PROBLEM STATEMENT — Pick each line containing the word "character" out of the data below.

────────────────

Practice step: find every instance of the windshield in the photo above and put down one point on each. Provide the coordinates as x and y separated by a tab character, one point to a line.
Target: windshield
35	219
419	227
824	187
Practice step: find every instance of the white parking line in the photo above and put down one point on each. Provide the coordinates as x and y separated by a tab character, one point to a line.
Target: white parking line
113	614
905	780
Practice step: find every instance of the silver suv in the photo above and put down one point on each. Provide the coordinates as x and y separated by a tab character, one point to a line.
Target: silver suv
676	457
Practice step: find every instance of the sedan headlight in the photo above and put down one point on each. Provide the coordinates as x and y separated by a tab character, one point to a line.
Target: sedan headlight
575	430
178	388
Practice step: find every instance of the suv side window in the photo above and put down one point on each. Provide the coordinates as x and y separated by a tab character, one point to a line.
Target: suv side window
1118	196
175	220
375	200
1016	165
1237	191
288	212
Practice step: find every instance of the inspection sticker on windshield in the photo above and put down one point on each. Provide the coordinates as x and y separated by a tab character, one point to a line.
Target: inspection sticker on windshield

────────────────

WRITTEN ANSWER —
Practice step: find every instance of the windshield in the photo above and put down one point on each. Provide the coordinates as x and y separated by a tab character, one point to a line.
Practice step: find every instance of the white parking line in the photo above and put down one point on each. Provide the coordinates as x and y separated by a tab character, one point to a line.
Practice step: find every instance of the silver suv in the photo above and put down one point on each. Provide the coordinates as x and y separated by a tab character, one point to a line.
Practice step: find every instance of the sedan headlight in the photo above and put down one point on each. Provide the coordinates as x and y separated by a tab character, one point to a line.
Practice step: find every instance of the suv side window in the photo above and put down one point on each. Provide the coordinates as x and y separated by a tab character, one point to a line.
Practice step: find every instance of the inspection sticker on windshield in the photo above and put down one point on each. Provide the coordinates as x and y separated by a tab character, one point to a line.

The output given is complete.